WHAT THE TASK ASKS ▸ Format every line of the listing below as a Markdown table with the columns Row and Line, numbering the rows and omitting blank lines.

begin DATASET EXCERPTS

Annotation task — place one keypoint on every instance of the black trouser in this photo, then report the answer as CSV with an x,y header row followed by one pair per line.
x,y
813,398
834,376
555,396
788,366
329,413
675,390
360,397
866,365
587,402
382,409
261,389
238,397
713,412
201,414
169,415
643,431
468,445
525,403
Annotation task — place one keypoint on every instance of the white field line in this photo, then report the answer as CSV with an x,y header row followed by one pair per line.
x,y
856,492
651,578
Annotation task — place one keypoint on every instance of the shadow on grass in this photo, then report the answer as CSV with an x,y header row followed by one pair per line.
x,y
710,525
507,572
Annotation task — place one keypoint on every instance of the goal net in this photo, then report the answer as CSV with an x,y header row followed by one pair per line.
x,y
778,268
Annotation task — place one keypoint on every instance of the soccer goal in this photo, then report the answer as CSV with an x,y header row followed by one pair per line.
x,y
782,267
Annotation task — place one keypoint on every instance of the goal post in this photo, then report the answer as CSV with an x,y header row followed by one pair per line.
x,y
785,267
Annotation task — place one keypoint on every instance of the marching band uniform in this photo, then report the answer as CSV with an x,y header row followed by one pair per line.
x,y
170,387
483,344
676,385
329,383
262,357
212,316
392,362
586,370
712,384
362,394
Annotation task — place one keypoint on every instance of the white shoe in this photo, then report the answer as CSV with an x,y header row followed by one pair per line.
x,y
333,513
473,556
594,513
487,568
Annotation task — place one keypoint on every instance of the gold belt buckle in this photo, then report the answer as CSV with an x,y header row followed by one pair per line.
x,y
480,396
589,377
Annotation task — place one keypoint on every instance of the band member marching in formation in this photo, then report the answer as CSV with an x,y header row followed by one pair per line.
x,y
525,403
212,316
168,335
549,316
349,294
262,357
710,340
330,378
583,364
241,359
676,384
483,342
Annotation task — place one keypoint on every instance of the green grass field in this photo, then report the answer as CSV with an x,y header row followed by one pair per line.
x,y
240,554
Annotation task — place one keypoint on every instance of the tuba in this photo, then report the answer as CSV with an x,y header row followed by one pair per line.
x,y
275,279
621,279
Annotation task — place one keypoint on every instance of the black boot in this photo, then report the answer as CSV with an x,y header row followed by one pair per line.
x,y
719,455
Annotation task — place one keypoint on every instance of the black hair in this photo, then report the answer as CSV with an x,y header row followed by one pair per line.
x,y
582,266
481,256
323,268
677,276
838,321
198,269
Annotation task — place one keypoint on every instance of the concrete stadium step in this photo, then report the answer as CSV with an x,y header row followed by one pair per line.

end DATASET EXCERPTS

ANSWER FOR THE TASK ▸
| Row | Line |
|---|---|
| 1 | Annotation task — place one keypoint on every instance of the black trouser in this photo, then report the answer as CSV with an x,y header row followed by one pair per line. |
| 2 | x,y |
| 3 | 813,398 |
| 4 | 834,376 |
| 5 | 555,396 |
| 6 | 788,366 |
| 7 | 329,413 |
| 8 | 675,390 |
| 9 | 360,397 |
| 10 | 866,365 |
| 11 | 587,402 |
| 12 | 382,409 |
| 13 | 261,389 |
| 14 | 238,397 |
| 15 | 713,412 |
| 16 | 201,414 |
| 17 | 169,415 |
| 18 | 643,431 |
| 19 | 468,445 |
| 20 | 525,403 |
| 21 | Annotation task — place one keypoint on every instance of the white field line in this photo, then report the answer as CSV with an x,y header row followed by one pair per line. |
| 22 | x,y |
| 23 | 856,492 |
| 24 | 651,578 |
| 25 | Annotation task — place one keypoint on every instance of the shadow on grass in this photo, then report the answer as CSV with an x,y header row followed by one pair per line. |
| 26 | x,y |
| 27 | 710,525 |
| 28 | 507,572 |
| 29 | Annotation task — place one keypoint on every instance of the goal net in this photo, then report the answer as CSV with an x,y header row followed by one pair per line. |
| 30 | x,y |
| 31 | 778,268 |
| 32 | Annotation task — place one keypoint on every instance of the soccer goal in this photo, then report the answer as CSV with an x,y header row followed by one pair per line. |
| 33 | x,y |
| 34 | 782,267 |
| 35 | Annotation task — place one keypoint on every instance of the goal post in this photo, then report the answer as CSV with an x,y header row followed by one pair per line. |
| 36 | x,y |
| 37 | 785,267 |
| 38 | Annotation task — place one keypoint on every instance of the marching band uniform in this photo, then report the answer as CSV with an x,y header row followed by one pair per line. |
| 39 | x,y |
| 40 | 170,387 |
| 41 | 483,344 |
| 42 | 676,385 |
| 43 | 329,383 |
| 44 | 262,357 |
| 45 | 212,316 |
| 46 | 392,362 |
| 47 | 586,370 |
| 48 | 712,384 |
| 49 | 362,394 |
| 50 | Annotation task — place one keypoint on every instance of the white shoe in this photo, then report the answer as CSV with an x,y header row followed by one pair per line. |
| 51 | x,y |
| 52 | 333,513 |
| 53 | 473,556 |
| 54 | 594,513 |
| 55 | 487,568 |
| 56 | Annotation task — place one keypoint on every instance of the gold belt buckle in this photo, then report the answer as CSV with an x,y header row followed by one pair per line. |
| 57 | x,y |
| 58 | 480,396 |
| 59 | 589,377 |
| 60 | Annotation task — place one keypoint on every instance of the band member marching in formation in this photo, then report the answer as CSV with an x,y header row followed by one pair per line. |
| 61 | x,y |
| 62 | 525,403 |
| 63 | 212,316 |
| 64 | 168,335 |
| 65 | 549,316 |
| 66 | 349,294 |
| 67 | 262,357 |
| 68 | 710,340 |
| 69 | 330,378 |
| 70 | 583,364 |
| 71 | 241,359 |
| 72 | 676,384 |
| 73 | 483,342 |
| 74 | Annotation task — place one keypoint on every instance of the green grass field in this photo, then report the answer as CSV with an x,y header row followed by one pair per line. |
| 75 | x,y |
| 76 | 240,554 |
| 77 | Annotation task — place one keypoint on every instance of the tuba in this photo, then report the answer as CSV with an x,y header row followed by one pair per line. |
| 78 | x,y |
| 79 | 275,279 |
| 80 | 621,279 |
| 81 | Annotation task — place one keypoint on every instance of the black boot in this photo, then report the answer as CSV with an x,y header row followed by one pair per line. |
| 82 | x,y |
| 83 | 719,455 |
| 84 | Annotation task — place one keypoint on every instance of the black hair in this photo, then report the answer as CSV with an x,y header row followed by one pair per line. |
| 85 | x,y |
| 86 | 582,266 |
| 87 | 481,256 |
| 88 | 323,268 |
| 89 | 677,276 |
| 90 | 838,321 |
| 91 | 198,269 |
| 92 | Annotation task — place one keypoint on every instance of the concrete stadium step in this photo, then report the answer as CSV with an x,y header row followed by one pair per line. |